- _WHAT YOU NEED TO DO_: Restate the lines exactly, starting at the line that contains "Target: litter bin on pole" and finishing with the final line of the records.

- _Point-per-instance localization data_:
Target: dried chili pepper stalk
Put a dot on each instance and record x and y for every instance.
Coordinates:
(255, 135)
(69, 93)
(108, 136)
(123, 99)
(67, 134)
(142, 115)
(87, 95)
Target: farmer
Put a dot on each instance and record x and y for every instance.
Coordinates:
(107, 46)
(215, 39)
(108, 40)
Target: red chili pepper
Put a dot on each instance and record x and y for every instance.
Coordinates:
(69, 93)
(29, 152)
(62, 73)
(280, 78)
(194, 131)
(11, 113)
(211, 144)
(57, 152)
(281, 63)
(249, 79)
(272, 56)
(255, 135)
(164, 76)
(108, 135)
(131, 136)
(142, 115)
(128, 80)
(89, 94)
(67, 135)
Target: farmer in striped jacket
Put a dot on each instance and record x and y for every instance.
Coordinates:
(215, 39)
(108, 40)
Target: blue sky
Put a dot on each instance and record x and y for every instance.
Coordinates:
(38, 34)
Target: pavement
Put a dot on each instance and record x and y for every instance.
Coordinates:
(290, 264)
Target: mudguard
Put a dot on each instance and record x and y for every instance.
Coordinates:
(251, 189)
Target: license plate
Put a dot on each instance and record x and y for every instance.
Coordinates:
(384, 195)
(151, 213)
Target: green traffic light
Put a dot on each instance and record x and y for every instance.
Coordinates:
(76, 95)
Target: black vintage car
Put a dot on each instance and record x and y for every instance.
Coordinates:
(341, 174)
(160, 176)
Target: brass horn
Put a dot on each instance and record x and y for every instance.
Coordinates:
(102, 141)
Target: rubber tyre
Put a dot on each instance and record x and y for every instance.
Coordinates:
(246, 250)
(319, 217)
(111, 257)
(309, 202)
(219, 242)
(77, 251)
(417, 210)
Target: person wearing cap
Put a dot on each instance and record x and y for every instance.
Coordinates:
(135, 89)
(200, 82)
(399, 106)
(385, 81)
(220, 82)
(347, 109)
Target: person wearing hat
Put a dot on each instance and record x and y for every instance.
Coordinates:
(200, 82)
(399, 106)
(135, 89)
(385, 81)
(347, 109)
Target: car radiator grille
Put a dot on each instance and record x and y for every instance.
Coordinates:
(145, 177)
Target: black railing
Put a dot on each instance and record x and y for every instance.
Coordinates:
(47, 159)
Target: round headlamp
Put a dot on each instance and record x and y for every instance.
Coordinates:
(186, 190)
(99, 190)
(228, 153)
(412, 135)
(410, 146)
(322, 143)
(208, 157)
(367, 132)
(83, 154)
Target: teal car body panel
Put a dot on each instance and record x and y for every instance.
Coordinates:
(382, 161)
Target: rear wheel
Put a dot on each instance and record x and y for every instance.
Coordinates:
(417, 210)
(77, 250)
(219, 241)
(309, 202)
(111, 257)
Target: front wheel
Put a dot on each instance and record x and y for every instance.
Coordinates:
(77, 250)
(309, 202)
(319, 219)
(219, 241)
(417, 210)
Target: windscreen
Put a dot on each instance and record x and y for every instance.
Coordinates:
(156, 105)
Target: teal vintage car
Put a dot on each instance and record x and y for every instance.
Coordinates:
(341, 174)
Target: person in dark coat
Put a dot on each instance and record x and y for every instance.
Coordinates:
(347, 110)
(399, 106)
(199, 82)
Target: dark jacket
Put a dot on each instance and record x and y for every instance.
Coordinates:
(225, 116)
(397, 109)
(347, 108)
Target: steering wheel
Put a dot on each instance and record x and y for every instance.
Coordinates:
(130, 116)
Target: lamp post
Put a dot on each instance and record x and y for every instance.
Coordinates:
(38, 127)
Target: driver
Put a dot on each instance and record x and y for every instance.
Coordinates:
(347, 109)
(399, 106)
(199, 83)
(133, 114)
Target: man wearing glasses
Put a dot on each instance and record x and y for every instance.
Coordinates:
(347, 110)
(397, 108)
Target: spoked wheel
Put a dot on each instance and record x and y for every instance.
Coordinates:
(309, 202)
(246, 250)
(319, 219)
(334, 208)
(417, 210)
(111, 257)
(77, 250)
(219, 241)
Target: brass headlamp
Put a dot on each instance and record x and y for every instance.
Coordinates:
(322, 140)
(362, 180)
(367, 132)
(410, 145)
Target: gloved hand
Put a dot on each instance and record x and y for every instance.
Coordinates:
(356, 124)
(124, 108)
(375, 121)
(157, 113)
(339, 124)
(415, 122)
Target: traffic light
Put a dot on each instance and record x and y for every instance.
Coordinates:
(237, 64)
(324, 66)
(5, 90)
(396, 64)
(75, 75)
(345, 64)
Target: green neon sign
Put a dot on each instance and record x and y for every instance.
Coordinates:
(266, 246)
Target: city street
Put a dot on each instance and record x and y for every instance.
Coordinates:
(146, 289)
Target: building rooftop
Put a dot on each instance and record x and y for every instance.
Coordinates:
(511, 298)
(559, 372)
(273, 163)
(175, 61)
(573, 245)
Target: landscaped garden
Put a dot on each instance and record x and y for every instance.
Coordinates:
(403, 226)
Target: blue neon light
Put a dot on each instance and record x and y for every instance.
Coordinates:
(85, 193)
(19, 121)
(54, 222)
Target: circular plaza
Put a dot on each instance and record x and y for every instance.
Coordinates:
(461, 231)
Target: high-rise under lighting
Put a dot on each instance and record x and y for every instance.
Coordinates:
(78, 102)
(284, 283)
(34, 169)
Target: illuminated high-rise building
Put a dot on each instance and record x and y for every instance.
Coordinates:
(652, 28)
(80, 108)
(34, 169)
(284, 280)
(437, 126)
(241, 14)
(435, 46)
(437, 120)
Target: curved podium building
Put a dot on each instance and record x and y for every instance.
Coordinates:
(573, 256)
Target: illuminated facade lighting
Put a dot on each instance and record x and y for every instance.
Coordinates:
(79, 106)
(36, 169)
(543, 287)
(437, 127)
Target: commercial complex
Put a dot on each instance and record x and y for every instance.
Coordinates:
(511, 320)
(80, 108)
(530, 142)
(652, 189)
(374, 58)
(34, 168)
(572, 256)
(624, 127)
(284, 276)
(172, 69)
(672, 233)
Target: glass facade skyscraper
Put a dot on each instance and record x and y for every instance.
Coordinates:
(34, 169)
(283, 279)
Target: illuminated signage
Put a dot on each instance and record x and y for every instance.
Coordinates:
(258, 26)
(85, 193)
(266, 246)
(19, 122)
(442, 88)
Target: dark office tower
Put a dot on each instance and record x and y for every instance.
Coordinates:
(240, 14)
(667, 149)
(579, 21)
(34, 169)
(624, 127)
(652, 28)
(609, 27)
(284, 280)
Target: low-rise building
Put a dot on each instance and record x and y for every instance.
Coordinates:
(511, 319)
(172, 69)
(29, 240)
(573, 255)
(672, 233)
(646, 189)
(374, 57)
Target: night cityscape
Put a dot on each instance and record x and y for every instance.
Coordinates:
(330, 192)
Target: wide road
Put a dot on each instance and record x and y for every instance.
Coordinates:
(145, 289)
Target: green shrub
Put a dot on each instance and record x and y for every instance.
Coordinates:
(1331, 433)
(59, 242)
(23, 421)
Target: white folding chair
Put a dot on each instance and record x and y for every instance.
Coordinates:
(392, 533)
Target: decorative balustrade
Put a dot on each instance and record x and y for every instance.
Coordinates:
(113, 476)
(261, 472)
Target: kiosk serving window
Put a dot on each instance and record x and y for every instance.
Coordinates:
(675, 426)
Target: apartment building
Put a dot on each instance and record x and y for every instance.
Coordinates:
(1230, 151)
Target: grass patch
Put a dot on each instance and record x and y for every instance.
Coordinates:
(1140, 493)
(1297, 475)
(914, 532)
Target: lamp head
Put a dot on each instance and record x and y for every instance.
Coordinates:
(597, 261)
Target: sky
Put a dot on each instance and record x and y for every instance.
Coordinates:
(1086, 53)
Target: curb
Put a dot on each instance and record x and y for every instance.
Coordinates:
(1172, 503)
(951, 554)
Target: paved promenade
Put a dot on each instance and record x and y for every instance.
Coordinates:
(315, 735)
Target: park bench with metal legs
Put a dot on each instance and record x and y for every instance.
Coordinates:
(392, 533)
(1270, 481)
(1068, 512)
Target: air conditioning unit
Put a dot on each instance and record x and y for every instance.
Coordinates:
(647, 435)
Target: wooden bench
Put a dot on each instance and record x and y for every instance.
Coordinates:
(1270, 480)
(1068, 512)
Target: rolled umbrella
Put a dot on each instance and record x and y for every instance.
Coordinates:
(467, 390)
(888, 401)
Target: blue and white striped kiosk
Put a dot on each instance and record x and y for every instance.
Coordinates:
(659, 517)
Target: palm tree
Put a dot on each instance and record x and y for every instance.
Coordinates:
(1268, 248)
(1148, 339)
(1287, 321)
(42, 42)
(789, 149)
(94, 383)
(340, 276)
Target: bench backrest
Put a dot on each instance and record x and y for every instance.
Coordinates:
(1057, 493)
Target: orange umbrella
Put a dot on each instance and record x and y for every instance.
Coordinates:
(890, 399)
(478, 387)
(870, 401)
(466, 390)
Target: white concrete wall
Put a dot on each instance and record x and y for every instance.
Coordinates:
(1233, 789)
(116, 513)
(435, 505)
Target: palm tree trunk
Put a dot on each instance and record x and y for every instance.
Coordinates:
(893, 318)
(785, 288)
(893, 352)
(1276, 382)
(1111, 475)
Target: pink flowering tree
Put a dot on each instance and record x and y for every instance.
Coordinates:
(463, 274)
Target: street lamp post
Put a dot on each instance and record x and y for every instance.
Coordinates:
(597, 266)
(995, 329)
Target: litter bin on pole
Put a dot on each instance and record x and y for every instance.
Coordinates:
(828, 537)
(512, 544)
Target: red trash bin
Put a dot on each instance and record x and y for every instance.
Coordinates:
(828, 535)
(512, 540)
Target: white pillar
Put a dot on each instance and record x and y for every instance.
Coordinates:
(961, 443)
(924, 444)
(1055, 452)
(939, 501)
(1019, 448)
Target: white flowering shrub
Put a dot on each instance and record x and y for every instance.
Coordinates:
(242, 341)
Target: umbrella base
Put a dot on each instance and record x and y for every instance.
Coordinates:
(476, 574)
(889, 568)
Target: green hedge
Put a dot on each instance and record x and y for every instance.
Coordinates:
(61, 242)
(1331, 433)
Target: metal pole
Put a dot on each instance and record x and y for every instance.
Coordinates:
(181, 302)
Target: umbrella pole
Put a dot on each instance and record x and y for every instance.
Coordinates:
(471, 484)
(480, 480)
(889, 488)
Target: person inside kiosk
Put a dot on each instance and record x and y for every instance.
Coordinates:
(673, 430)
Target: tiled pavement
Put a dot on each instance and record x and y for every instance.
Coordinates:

- _WORKED SOLUTION_:
Target: litter bin on pole
Put a dot on each instance and record x and y for every instance.
Coordinates:
(828, 537)
(512, 544)
Target: red trash bin
Put a dot on each instance and record x and y for every instance.
Coordinates:
(828, 535)
(512, 540)
Target: white pillar
Put a dot on each instance and record x and y for every instance.
Coordinates:
(961, 443)
(924, 444)
(1055, 452)
(939, 501)
(1019, 448)
Target: white flowering shrub
Put a dot on each instance and record x and y for every instance.
Coordinates:
(242, 341)
Target: umbrella base
Put a dot on each instance and record x and y for every instance.
Coordinates:
(476, 574)
(889, 568)
Target: green hedge
Put a dot on each instance and record x and y for every instance.
Coordinates:
(61, 242)
(1331, 433)
Target: metal pole
Put a dot on each instance and record x and y for every instance.
Coordinates:
(181, 302)
Target: umbrella pole
Put a dot on each instance and record x and y for every instance.
Coordinates:
(471, 484)
(480, 480)
(889, 488)
Target: person inside kiosk
Put a dot on each instance and record x and y for every instance.
Coordinates:
(673, 430)
Target: tiled pavement
Put a dot on each instance and record x and y for every instance.
Coordinates:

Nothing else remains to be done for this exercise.